Copy all of the records below verbatim.
-- Data rows start --
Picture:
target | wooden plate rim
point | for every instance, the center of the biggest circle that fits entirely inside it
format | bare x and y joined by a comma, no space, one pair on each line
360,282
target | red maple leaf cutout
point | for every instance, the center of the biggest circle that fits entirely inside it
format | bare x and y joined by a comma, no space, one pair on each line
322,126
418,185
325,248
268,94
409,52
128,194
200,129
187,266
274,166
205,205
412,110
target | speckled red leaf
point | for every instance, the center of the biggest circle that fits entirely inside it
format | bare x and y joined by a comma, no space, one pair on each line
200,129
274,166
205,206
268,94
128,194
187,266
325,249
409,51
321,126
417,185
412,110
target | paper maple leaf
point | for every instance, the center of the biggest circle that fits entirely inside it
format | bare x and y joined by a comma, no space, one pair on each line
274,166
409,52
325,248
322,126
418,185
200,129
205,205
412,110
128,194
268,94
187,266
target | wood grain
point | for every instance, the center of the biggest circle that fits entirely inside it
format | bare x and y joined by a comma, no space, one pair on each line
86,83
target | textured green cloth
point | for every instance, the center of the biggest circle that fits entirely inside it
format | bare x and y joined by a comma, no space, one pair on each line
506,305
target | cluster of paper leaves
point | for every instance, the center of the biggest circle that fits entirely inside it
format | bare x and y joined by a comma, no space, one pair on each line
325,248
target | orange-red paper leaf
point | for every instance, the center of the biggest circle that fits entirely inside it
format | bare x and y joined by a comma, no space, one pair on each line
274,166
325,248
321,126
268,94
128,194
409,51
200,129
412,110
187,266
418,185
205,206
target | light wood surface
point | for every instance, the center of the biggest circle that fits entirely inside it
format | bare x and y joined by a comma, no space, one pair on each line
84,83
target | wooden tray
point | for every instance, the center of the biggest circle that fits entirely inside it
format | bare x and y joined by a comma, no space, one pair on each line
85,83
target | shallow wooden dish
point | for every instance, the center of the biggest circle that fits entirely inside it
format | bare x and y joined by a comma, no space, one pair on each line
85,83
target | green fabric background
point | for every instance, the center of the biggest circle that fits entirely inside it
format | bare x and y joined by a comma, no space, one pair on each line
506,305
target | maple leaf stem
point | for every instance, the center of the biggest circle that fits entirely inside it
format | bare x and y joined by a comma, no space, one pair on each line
-- Data rows end --
Exercise output:
Picture:
target | wooden plate rim
point | for every instance, the center of the biggest circle that fits entirely inside it
format | bare x and y joined by a comma, no space, one pair on each line
360,282
target | red maple leaf cutout
point | for every instance, the center of the biggest circle that fits entirely inside it
format | bare x and y joined by a comma, no space, one pair on each line
322,126
418,185
325,248
268,94
409,52
128,194
200,129
187,266
274,166
205,205
412,110
target | speckled red leaf
point | for every instance, the center of the biggest circle that fits entirely inside it
format | bare x and y joined by a comma, no space, one pair on each line
200,129
274,166
205,206
268,94
128,194
187,266
325,249
409,51
321,126
417,185
412,110
target | paper maple leaf
point | for every instance, the center of the biggest circle that fits entirely inside it
format | bare x and y joined by a comma, no space, one pair on each line
274,166
409,52
325,248
322,126
418,185
200,129
205,205
412,110
128,194
268,94
187,266
target | wood grain
point | for every instance, the center of the biggest circle that fits entirely inside it
format | bare x and y joined by a comma, no space, one pair on each line
86,83
target | textured green cloth
point | for every instance, the center of the biggest circle that fits entirely inside it
format | bare x and y joined by a comma, no space, one pair on each line
506,305
target | cluster of paper leaves
point | for every instance, the center of the biggest circle that fits entirely inside it
format | bare x and y joined by a comma, no space, one pair on each line
325,248
target | orange-red paper leaf
point | for every instance, the center of the biggest circle that fits entirely inside it
format | bare x and y joined by a comma, no space, one pair on each line
274,166
325,248
321,126
268,94
128,194
409,51
200,129
412,110
187,266
418,185
205,206
target | light wood surface
point | for every instance, the center of the biggest circle that fits entirely inside it
format | bare x and y joined by a comma, no space, one pair on each line
84,83
target | wooden tray
point | for every instance, the center of the biggest circle that fits entirely inside it
format | bare x and y joined by a comma, no space, one pair on each line
85,83
target | shallow wooden dish
point | for every instance, the center of the biggest circle that fits entirely inside it
format | bare x and y joined by a comma, no space, one pair on each line
85,83
target | green fabric background
point | for every instance, the center of the biggest circle that fits entirely inside it
format | bare x and y joined by a comma, no space, one pair on each line
506,305
target | maple leaf stem
point | for every instance, the center of the biggest circle that fits entirely inside it
format | bare x and y joined by a comma, no space, one pair on each line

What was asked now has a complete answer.